# INSTRUCTIONS FOR THE TASK
Gather every line in the entries below that contains the string "antenna", treating uppercase and lowercase letters as distinct.
○ ○ ○ ○ ○
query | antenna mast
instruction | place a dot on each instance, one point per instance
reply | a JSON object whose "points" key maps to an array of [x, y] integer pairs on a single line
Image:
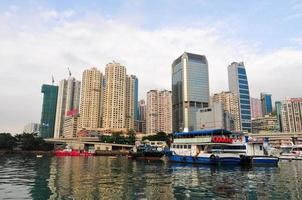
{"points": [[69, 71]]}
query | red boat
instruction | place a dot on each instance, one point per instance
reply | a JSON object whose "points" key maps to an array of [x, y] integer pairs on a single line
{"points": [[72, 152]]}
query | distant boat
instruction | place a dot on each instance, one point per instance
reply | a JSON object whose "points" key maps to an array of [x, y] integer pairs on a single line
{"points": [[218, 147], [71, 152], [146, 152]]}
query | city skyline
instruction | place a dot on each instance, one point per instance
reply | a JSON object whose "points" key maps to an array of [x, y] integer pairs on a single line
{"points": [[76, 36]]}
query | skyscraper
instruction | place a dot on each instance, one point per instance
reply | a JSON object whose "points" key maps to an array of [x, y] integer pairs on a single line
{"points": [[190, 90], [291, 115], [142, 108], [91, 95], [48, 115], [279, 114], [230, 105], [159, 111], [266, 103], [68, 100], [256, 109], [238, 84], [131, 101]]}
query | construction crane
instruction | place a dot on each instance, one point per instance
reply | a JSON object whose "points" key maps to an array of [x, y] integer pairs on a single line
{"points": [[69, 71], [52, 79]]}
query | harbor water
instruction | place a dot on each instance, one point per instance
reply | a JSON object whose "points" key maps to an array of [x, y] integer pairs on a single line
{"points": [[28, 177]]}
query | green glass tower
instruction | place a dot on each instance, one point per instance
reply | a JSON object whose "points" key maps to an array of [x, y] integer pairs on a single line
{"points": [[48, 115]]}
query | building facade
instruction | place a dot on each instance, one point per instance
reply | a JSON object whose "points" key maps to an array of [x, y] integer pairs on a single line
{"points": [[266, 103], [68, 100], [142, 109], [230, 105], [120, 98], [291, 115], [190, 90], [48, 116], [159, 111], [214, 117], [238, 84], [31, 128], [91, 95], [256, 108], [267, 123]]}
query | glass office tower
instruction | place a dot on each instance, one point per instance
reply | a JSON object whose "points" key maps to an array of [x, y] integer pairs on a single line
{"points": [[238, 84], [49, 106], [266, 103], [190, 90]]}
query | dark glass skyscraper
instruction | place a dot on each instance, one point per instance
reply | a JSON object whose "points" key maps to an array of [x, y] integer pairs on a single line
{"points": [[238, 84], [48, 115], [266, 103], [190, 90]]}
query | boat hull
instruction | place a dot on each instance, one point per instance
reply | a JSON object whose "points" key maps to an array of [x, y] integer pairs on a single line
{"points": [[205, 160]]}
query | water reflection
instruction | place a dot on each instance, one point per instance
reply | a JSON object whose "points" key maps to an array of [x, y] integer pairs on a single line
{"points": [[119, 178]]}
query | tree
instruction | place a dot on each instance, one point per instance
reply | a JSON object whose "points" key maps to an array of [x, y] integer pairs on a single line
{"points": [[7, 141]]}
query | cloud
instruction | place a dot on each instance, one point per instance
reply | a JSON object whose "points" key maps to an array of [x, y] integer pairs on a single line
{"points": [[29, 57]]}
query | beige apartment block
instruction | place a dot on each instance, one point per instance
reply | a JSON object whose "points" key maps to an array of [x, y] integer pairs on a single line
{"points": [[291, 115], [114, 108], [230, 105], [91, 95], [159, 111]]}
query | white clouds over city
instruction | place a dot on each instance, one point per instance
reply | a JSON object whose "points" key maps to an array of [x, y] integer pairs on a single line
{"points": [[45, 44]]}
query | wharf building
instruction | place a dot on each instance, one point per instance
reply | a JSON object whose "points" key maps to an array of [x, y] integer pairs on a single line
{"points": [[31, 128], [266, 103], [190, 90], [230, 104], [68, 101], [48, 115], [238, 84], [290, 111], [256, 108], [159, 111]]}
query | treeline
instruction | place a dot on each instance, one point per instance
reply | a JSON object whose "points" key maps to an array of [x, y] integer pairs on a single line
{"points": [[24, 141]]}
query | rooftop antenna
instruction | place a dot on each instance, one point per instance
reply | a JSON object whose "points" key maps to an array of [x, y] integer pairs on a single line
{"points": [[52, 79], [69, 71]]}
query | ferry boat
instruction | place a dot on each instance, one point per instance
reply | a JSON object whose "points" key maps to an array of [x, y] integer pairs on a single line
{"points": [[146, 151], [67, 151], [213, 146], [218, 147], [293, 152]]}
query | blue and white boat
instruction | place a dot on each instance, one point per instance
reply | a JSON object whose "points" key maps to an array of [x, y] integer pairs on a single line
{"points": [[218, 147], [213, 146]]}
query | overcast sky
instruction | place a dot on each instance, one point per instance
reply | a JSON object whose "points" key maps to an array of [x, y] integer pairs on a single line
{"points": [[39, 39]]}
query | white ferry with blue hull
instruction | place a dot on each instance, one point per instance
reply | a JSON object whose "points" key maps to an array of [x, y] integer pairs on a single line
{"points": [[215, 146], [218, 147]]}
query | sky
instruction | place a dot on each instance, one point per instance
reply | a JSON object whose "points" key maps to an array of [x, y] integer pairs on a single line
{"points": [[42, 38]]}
○ ○ ○ ○ ○
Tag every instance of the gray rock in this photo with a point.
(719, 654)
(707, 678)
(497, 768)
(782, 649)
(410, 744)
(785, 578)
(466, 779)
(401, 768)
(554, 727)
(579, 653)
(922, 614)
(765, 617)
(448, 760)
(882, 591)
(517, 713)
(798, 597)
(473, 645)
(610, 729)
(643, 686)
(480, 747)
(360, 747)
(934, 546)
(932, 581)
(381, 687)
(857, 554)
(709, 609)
○ ○ ○ ○ ○
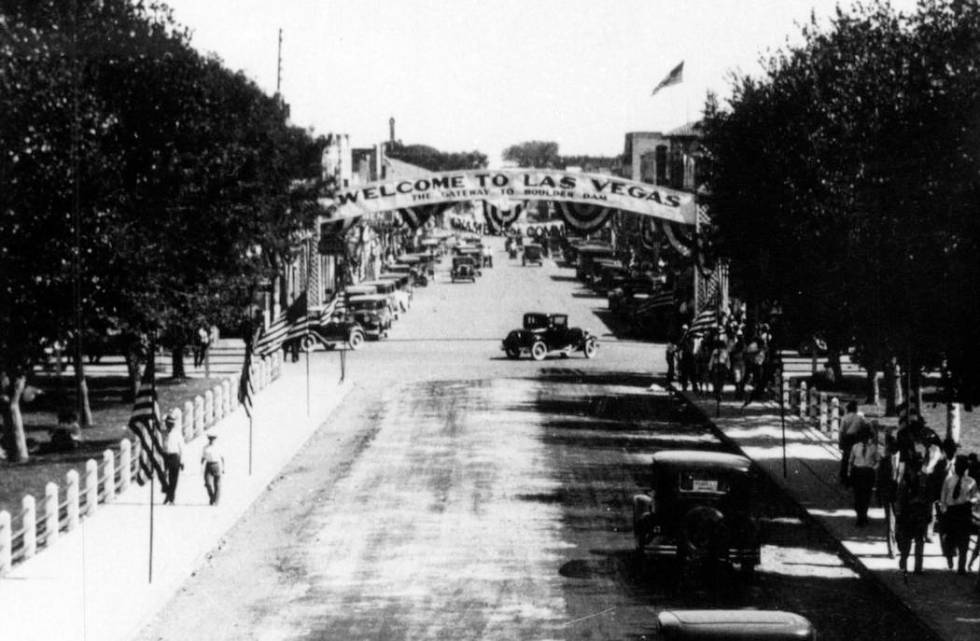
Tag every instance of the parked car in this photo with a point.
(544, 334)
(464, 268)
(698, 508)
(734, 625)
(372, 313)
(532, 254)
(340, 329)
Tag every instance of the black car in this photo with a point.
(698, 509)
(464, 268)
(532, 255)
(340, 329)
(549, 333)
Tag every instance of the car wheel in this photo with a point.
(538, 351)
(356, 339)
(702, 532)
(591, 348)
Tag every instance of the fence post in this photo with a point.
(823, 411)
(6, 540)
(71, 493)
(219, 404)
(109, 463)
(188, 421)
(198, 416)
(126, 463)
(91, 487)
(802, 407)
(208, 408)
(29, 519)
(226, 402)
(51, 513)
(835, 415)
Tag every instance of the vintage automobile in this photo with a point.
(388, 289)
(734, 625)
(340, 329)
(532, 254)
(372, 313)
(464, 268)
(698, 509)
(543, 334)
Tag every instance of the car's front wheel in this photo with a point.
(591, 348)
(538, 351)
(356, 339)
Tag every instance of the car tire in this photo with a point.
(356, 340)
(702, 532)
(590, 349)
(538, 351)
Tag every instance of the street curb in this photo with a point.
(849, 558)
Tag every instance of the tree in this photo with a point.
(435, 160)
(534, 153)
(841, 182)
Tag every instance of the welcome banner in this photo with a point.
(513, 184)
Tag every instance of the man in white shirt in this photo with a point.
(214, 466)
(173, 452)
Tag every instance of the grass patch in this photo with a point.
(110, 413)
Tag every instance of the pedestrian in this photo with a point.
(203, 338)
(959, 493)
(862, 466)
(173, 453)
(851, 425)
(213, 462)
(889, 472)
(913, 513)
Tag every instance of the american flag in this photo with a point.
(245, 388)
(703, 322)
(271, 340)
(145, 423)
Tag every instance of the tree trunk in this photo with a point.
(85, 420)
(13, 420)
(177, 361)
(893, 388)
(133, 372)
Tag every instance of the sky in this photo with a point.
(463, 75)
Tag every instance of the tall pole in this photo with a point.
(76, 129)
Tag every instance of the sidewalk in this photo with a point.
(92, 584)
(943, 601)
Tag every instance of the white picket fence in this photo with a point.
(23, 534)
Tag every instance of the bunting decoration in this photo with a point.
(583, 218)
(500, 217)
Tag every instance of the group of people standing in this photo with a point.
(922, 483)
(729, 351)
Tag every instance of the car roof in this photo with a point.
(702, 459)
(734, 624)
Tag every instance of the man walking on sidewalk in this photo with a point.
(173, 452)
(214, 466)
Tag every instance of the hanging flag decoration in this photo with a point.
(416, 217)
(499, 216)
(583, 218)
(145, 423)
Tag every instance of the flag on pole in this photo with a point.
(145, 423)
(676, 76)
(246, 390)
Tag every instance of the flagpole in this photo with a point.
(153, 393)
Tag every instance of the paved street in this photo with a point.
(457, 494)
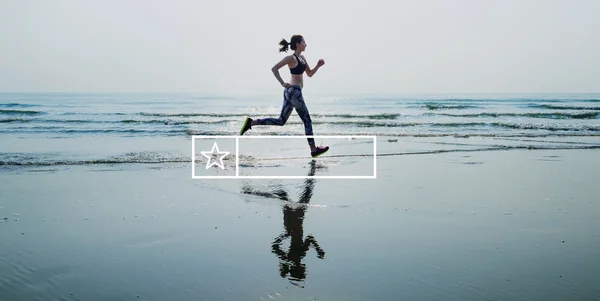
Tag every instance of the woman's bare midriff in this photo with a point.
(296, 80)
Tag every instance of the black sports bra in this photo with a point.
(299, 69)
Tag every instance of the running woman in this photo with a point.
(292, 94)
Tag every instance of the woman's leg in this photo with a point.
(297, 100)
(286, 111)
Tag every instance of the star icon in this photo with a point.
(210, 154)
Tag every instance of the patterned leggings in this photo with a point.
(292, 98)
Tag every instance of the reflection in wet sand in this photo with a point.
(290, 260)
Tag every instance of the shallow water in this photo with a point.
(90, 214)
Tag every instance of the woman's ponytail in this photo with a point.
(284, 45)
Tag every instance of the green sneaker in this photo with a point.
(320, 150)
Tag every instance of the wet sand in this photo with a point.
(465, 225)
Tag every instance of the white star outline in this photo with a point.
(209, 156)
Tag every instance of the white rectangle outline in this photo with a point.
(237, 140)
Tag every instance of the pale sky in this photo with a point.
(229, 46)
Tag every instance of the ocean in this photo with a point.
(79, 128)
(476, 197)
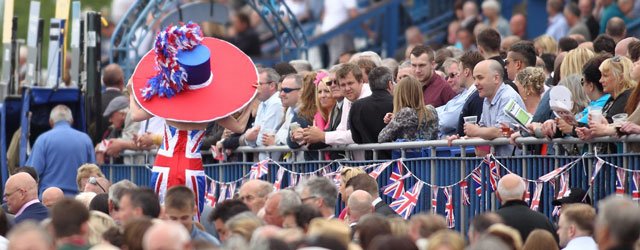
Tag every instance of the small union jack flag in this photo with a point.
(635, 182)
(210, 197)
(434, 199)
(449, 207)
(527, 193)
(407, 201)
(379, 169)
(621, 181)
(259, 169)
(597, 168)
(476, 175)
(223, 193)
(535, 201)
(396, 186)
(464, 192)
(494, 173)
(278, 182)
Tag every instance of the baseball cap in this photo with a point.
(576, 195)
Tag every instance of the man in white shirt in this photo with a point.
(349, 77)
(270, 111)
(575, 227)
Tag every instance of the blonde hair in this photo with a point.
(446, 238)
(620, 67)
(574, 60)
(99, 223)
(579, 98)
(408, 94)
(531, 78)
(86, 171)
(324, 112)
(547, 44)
○ ○ ○ ○ ○
# THE ANSWER
query | antenna mast
query | rooftop antenna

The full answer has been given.